#### Aim:
Locate each line in the data below that contains the word "this" and copy those lines.

#### Exercise inputs:
Begin

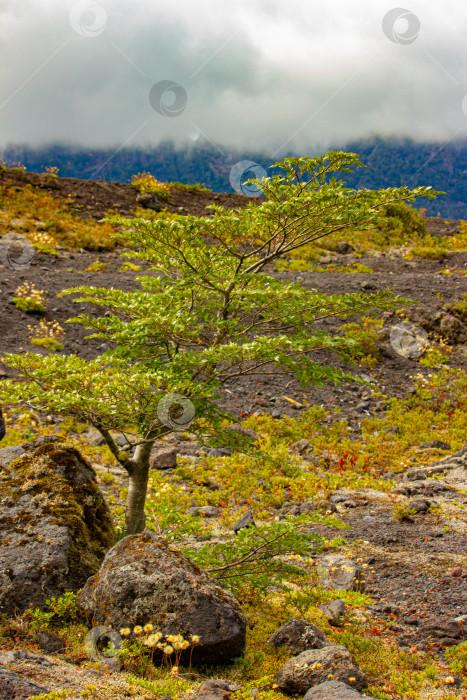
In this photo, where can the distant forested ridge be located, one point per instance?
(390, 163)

End
Begin

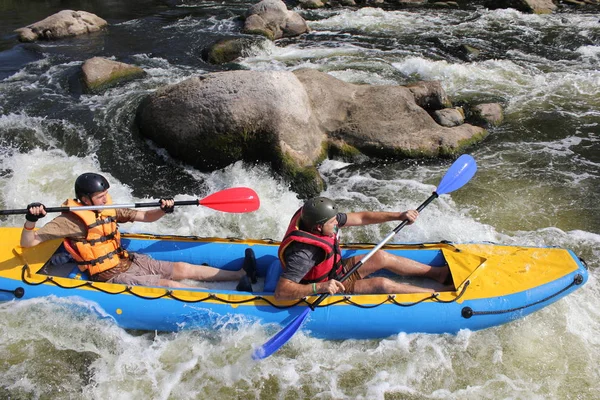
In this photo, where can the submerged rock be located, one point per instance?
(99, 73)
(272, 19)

End

#### The response:
In this photo, where can the distant forested ridge be located, one point per instance?
In this photo, where can the submerged rock be located, one point per instance?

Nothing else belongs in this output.